Work instruction 1:
Answer these questions from the passage on fashion shows in raw venues, each answer on its own line:
(a) Who founded Subspaces?
(b) What capacity does the text give for the Palais Brongniart?
(c) How many shows has the former postal sorting centre hosted in a year and a half?
Work instruction 2:
Decide whether each statement agrees with the passage on fashion shows in raw venues. Answer yes or no, and quote the words of the text that settle it.
(a) Lacoste was Covivio's first client.
(b) Rod Reynolds has been finding venues for fashion houses since 2017.
(c) Hed Mayner's show was held in a car park awaiting redevelopment.
Work instruction 3: Print the part of the passage on fashion shows in raw venues starting with "Since the Covid" and going on through "and economic value.".

The lower rental prices compared with a plush hotel or cultural venue might also explain their popularity at a time when the industry has been struggling with reduced demand.

"There has been a real trend in recent years towards using raw venues where there are only the load-bearing walls and nothing else," Rod Reynolds, a location scout from the Records Collection company, told AFP.

Since 2017, he has been sourcing unusual spaces for a number of fashion houses such as Chloé, Victoria Beckham and Stella McCartney.

Among his loyal clients is the Dries Van Noten label.

Last Thursday, the Belgian brand presented its collection on the first floor of an under-construction building in the south of Paris —- a venue found by Reynolds.

Just days earlier, the space had been nothing more than a 1,500-square-metre (16,000 sq ft) empty floor area, with exposed concrete beams, damaged walls and a cracked floor.

On the day itself, there was little sign of that.

Large black curtains were hung on either side, one concealing the windows, the other marking off the backstage area.

Two rows of chairs lined the runway, with spotlights suspended from the ceiling.

The irregularities in the floor, however, remained.

"Watch out for the holes!" one guest warned another about the hazard for stilettos.

- Contrast -

Since the Covid pandemic, demand for this type of venue has "exploded", Rod Reynolds said -— a view shared by his colleague Benjamin Roussel, founder of Subspaces.

Last June, Roussel identified a car park awaiting redevelopment for a show by Israeli designer Hed Mayner.

Belgian designer Walter Van Beirendonck, having previously occupied an empty office block in northern Paris, used a former Paris university building for his show this last season.

According to the location scouts, the success of such austere settings lies in their aesthetic, practical and economic value.

"What’s nice is really the contrast between something very clean and something a bit dirty, a bit raw," explained Roussel.

There is also a practical advantage: venues with no pre-existing decor, and therefore fewer constraints.

They are also less expensive.

"Compared with the Palais Brongniart (the former stock market building used by Hermes last Saturday), which has a similar capacity of 500 to 600 people, they are half the price," the specialist explains.

- Theatre -

French property company Covivio has been offering buildings under renovation or standing empty for hire for the past two and a half years, a way of creating value while they await redevelopment.

Dries Van Noten was its first client.

In April 2023, the veteran Belgian designer, who has since stepped back from the label, visited the former headquarters of telecoms group Orange and fell in love with the building.

He decided to "create a collection entirely inspired by the building’s facade and to hold his June show there", recalled Celine Leonardi, the group’s marketing and customer experience director.

Since then, Covivio has opened other sites, such as a former postal sorting centre built in the 1900s in the heart of Paris, which has hosted 23 shows in a year and a half.

French label AMI organised a concert there for its January 2025 show, while Lacoste installed sand, tennis nets and giant screens during the October 2024 Fashion Week.

For French sociologist Emilie Coutant, the trend fits into a longer tradition.

Fashion shows rely on a "fundamental theatricality" that requires designers to "continually reinvent themselves by seeking out new locations", she told AFP.

Data to examine:
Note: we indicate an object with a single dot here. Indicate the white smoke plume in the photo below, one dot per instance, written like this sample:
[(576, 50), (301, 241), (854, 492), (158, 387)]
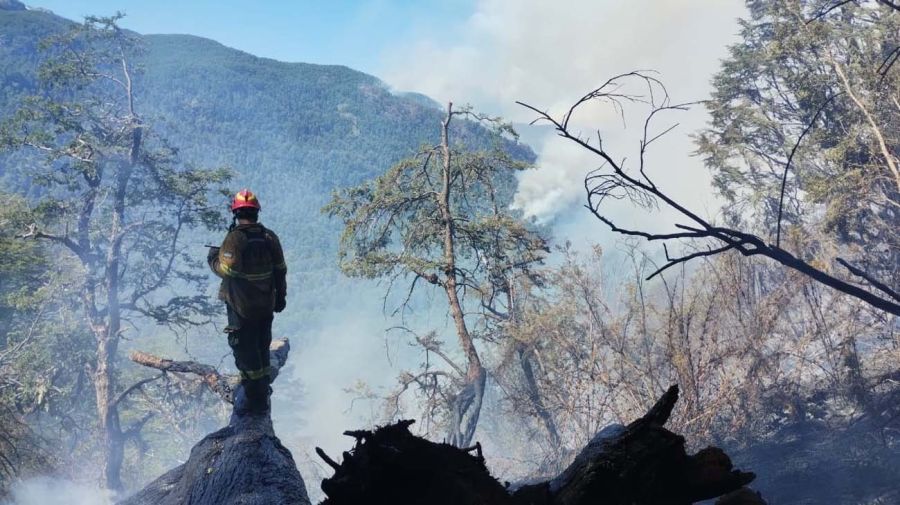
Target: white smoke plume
[(52, 491), (548, 54)]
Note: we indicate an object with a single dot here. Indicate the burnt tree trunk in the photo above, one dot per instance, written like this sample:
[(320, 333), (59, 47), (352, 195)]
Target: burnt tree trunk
[(243, 463), (639, 464)]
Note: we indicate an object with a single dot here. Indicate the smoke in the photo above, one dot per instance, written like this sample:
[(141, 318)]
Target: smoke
[(548, 54), (51, 491)]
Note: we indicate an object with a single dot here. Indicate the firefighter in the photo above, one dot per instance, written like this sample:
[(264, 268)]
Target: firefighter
[(251, 265)]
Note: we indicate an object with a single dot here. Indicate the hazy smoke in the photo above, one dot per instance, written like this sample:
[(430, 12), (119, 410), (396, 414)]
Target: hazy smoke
[(50, 491), (550, 53)]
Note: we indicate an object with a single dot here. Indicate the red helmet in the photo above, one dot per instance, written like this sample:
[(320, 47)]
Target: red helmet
[(245, 199)]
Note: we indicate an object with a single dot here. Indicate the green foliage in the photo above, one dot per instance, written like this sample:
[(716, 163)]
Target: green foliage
[(292, 132)]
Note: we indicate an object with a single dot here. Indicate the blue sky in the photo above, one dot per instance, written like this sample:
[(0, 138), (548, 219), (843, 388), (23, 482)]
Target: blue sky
[(352, 33)]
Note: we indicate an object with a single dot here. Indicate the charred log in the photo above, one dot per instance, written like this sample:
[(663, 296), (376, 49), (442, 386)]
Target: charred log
[(642, 463), (243, 463)]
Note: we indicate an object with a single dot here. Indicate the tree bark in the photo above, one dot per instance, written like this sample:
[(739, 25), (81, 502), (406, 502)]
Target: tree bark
[(639, 464), (466, 404), (243, 463)]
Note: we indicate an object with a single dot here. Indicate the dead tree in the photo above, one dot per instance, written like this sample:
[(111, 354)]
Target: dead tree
[(613, 181), (242, 463), (642, 463)]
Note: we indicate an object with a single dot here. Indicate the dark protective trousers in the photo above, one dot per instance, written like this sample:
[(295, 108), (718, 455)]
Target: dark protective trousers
[(249, 340)]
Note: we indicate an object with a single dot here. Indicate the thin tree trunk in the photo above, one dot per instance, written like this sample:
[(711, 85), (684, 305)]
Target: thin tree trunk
[(534, 395), (466, 406)]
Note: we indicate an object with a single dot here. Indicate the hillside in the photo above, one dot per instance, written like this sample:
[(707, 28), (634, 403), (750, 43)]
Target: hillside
[(293, 132)]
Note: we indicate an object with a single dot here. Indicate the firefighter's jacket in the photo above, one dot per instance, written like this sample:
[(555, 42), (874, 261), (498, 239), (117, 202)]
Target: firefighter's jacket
[(251, 265)]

Exercise result 1:
(a) Benjamin Roussel
(b) 500 to 600 people
(c) 23 shows

Exercise result 2:
(a) No: "Dries Van Noten was its first client."
(b) Yes: "Since 2017, he has been sourcing unusual spaces for a number of fashion houses such as Chloé, Victoria Beckham and Stella McCartney."
(c) Yes: "Last June, Roussel identified a car park awaiting redevelopment for a show by Israeli designer Hed Mayner."

Exercise result 3:
Since the Covid pandemic, demand for this type of venue has "exploded", Rod Reynolds said -— a view shared by his colleague Benjamin Roussel, founder of Subspaces.

Last June, Roussel identified a car park awaiting redevelopment for a show by Israeli designer Hed Mayner.

Belgian designer Walter Van Beirendonck, having previously occupied an empty office block in northern Paris, used a former Paris university building for his show this last season.

According to the location scouts, the success of such austere settings lies in their aesthetic, practical and economic value.